#### ACTIVITY:
Print the excerpt about Julian Assange below in full, word for word.

#### EXCERPTED TEXT:
There is a passage in the extradition treaty with the U.S. that allows someone to be temporarily “borrowed” by the U.S. without an extradition proceeding and for an unspecified duration, an instrument called “temporary surrender”. Assange had always offered that he would come to Sweden if the authorities gave him a guarantee that they would not extradite him onward to the USA. But he has been denied that. That is the only reason he requested asylum in the Ecuadorian embassy. Ecuador did not protected him from prosecution for the sexual offences, but only from onward extradition to the US. So Assange never evaded the Swedish process.
One has the impression that Julian Assange is to be worn out because he revealed unpleasant things.
If journalists get reliable evidence of crimes and corruption by authorities, they will in all likelihood publish it. That is the function of the press. No one was endangered due to Assange’s publications, except perhaps the impunity of the criminals. Also, contrary to widespread allegations, he has made great efforts at censoring names. The accusation that he published everything without redactions is not true. Rather, a Guardian journalist in a book published the password that allowed access to all unredacted documents. As a result, Assange decided to publish the concerned unredacted documents also on WikiLeaks. That’s why he is being prosecuted today, so actually for redistributing material that was already in the public domain.
Has the Guardian journalist also been prosecuted?
According to what you have said we have to ask the question, how is it possible that legal principles have been so obviously broken here and, as you stated at the beginning, that one does not shy away from forms of psychological torture. Has the crackdown on people who oppose the mainstream or expose government machinations intensified in recent years?

#### MATERIAL PROVIDED:
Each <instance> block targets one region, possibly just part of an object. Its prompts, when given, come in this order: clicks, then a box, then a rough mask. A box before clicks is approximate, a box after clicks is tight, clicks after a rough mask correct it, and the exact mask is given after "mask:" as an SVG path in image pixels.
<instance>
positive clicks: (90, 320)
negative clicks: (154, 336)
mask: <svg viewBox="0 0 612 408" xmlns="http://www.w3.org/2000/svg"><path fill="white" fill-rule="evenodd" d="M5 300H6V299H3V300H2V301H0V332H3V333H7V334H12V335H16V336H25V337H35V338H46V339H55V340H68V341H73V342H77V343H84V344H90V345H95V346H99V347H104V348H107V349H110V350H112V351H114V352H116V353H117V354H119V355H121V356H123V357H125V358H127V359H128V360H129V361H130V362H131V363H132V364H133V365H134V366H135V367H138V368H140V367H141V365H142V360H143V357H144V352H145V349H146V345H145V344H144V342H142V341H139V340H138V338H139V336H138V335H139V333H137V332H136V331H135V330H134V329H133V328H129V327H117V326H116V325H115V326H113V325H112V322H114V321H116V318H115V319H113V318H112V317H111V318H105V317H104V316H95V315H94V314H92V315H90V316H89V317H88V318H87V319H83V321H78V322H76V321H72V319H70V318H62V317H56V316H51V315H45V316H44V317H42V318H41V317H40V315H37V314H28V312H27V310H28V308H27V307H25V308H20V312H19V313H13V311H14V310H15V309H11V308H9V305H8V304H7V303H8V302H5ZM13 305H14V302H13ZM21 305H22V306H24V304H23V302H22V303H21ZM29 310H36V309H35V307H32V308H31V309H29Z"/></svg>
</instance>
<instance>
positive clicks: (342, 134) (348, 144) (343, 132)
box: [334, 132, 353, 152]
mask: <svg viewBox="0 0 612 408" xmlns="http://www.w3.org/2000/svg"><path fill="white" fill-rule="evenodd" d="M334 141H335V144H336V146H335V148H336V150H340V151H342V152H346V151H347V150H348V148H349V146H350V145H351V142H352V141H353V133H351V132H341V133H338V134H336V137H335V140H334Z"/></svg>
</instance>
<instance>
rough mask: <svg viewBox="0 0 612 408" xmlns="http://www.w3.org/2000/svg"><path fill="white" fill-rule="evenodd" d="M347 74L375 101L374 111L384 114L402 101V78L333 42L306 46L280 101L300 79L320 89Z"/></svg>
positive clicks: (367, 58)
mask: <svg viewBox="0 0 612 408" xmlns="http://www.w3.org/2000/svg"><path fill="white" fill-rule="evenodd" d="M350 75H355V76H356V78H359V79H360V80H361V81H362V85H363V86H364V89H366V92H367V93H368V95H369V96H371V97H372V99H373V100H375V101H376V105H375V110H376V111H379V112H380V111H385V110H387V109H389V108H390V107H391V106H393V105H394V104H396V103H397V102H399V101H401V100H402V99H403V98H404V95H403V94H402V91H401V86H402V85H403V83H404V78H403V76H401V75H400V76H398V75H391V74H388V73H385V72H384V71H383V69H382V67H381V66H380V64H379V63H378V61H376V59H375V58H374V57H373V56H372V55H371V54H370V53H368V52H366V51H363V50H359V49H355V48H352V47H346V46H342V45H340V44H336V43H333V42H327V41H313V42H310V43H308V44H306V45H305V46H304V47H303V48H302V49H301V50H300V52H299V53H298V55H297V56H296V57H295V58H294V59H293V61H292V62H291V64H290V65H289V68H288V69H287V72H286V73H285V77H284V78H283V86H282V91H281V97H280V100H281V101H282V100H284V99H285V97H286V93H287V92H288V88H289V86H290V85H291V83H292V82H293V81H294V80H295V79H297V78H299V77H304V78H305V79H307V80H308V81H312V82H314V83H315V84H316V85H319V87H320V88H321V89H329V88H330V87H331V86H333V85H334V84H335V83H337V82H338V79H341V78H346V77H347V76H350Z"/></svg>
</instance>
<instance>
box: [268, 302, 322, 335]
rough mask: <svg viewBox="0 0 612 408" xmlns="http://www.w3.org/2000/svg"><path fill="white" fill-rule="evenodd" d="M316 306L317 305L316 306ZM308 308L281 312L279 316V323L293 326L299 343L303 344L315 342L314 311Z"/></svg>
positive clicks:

#### ANSWER BELOW:
There is a passage in the extradition treaty with the U.S. that allows someone to be temporarily “borrowed” by the U.S. without an extradition proceeding and for an unspecified duration, an instrument called “temporary surrender”. Assange had always offered that he would come to Sweden if the authorities gave him a guarantee that they would not extradite him onward to the USA. But he has been denied that. That is the only reason he requested asylum in the Ecuadorian embassy. Ecuador did not protected him from prosecution for the sexual offences, but only from onward extradition to the US. So Assange never evaded the Swedish process.
One has the impression that Julian Assange is to be worn out because he revealed unpleasant things.
If journalists get reliable evidence of crimes and corruption by authorities, they will in all likelihood publish it. That is the function of the press. No one was endangered due to Assange’s publications, except perhaps the impunity of the criminals. Also, contrary to widespread allegations, he has made great efforts at censoring names. The accusation that he published everything without redactions is not true. Rather, a Guardian journalist in a book published the password that allowed access to all unredacted documents. As a result, Assange decided to publish the concerned unredacted documents also on WikiLeaks. That’s why he is being prosecuted today, so actually for redistributing material that was already in the public domain.
Has the Guardian journalist also been prosecuted?
According to what you have said we have to ask the question, how is it possible that legal principles have been so obviously broken here and, as you stated at the beginning, that one does not shy away from forms of psychological torture. Has the crackdown on people who oppose the mainstream or expose government machinations intensified in recent years?